### Task objective
Switch each "scouting log" in the records below to "survey log" and reproduce every line with nothing else changed.

### Data excerpts
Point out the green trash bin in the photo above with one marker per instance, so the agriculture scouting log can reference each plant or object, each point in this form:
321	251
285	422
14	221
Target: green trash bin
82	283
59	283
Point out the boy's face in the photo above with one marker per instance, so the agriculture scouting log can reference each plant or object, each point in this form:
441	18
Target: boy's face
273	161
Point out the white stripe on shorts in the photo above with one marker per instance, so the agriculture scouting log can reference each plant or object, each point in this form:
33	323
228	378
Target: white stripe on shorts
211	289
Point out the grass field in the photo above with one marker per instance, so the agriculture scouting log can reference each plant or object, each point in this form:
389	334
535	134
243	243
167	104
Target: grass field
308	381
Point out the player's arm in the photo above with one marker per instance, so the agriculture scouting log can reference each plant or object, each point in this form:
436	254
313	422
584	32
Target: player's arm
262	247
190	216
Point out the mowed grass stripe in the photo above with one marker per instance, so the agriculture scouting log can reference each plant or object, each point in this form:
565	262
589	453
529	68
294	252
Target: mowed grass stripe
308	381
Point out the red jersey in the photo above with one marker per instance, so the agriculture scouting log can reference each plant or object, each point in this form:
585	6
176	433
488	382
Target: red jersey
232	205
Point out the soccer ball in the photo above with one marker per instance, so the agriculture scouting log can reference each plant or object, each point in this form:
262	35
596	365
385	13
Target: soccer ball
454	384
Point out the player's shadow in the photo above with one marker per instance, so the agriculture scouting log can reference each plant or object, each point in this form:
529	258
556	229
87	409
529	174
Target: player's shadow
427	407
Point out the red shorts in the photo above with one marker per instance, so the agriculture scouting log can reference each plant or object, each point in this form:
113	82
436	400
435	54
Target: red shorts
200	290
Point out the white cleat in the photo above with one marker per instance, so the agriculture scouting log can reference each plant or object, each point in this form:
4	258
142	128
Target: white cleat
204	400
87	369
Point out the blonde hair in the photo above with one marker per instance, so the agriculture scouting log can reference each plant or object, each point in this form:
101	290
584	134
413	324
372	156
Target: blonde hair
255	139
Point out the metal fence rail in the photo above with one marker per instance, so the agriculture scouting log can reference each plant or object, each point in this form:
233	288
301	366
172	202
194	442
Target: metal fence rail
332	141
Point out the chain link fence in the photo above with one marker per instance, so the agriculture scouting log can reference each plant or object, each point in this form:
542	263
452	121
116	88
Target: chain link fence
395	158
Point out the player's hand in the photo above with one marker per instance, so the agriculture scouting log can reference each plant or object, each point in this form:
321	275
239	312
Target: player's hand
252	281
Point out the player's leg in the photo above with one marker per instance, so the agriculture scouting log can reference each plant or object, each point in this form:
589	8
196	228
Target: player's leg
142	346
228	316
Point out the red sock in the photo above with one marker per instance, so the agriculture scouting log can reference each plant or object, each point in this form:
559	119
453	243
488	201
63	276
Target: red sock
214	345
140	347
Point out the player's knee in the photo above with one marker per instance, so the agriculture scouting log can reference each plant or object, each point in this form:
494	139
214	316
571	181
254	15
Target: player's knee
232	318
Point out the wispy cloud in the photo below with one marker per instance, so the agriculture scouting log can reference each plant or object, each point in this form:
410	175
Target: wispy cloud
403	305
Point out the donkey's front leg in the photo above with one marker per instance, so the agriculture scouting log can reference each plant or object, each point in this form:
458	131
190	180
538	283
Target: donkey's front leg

### Response for this exercise
Point out the green trash bin in the photo above with one marker per instance, so the agriculture survey log can reference each plant or object, each point in this form:
321	251
285	422
14	221
Target: green trash bin
82	283
59	283
Point out the boy's face in the photo above with one marker per instance, so the agriculture survey log can reference each plant or object, each point in this form:
441	18
Target: boy's face
273	161
Point out the white stripe on shorts in the photo above with one marker per instance, so the agriculture survey log can reference each plant or object, each point in this form:
33	323
228	378
Target: white stripe on shorts
211	289
Point out the grass field in the photo above with one marker per instance, so the agriculture survey log can reference each plant or object, each point in this form:
389	334
535	134
243	243
167	104
Target: grass field
308	381
Point out the player's arm in the photo above with one marker per instance, so the agriculture survey log can reference each plant or object, each point in this form:
436	254
313	422
584	32
Target: player's arm
262	247
190	216
Point out the mowed grass stripe in the photo above with one marker per instance, so the agriculture survey log can reference each plant or object, each point in this form:
565	262
589	453
529	68
294	252
Target: mowed grass stripe
308	381
Point out the red jersey in the photo above with one marker per instance, so the agriculture survey log can reference each plant or object, each point in this form:
585	6
176	433
488	382
Target: red jersey
232	205
Point out the soccer ball in the photo above with one marker per instance, so the agriculture survey log can reference each plant or object, each point in this form:
262	35
596	365
385	13
Target: soccer ball
454	384
Point out the player's shadow in the photo above with one marker per instance, so the agriculture survey log can reference each plant or object, each point in this form:
529	258
556	229
87	409
529	174
Target: player's shadow
427	407
Point out the red shorts in the photo above with one marker per instance, so the agriculture survey log can reference each plant or object, each point in this form:
113	82
436	400
435	54
Target: red shorts
200	290
Point out the white cleat in the photo above with one marker per instance, so the agriculture survey log can reference each plant or object, each point in this form:
4	258
142	128
Target: white cleat
204	400
87	369
Point out the blonde hair in the photo above with one marker per instance, so the agriculture survey log can reference each plant or object, each point in this form:
101	290
584	134
413	324
372	156
Target: blonde hair
255	139
Point out the metal fence rail in the photo above with one marker per instance, so the agriculture survey log can reference each plant or object, each point in this form:
233	288
301	366
172	202
194	442
Target: metal fence rail
332	141
Point out the chain link fence in the photo above with one marker per instance, so the agriculture survey log can reference each plant or object, each point in this form:
542	263
452	121
116	88
Target: chain link fence
395	158
Point out the player's hand in the photo above with one marker per instance, so the agriculture survey log can reference each plant or object, each point in this form:
321	275
239	312
Target: player's hand
252	281
Point out the player's leg in the photo above with one marker per instance, so the agriculture survey log can reference each plant or object, each point in this form:
589	8
196	228
Target: player's leg
142	346
228	316
Point out the red sock in the photo above with one marker per instance, so the agriculture survey log can reference each plant or object, each point in this form:
559	119
453	243
488	201
63	276
Target: red sock
214	345
140	347
Point out the player's knee in the photo above with one marker per instance, so the agriculture survey log can reference each plant or object, each point in this form:
494	139
214	316
571	181
254	15
Target: player's knee
232	318
Point out the wispy cloud in the photo below with one marker per instance, so the agriculture survey log can reference each plant or object, each point in this form:
410	175
Target: wispy cloud
403	305
Point out the donkey's front leg in the photo above with one marker per instance, so the agriculture survey log can reference each plant or object, each point in this form:
458	131
190	180
538	283
Target: donkey's front leg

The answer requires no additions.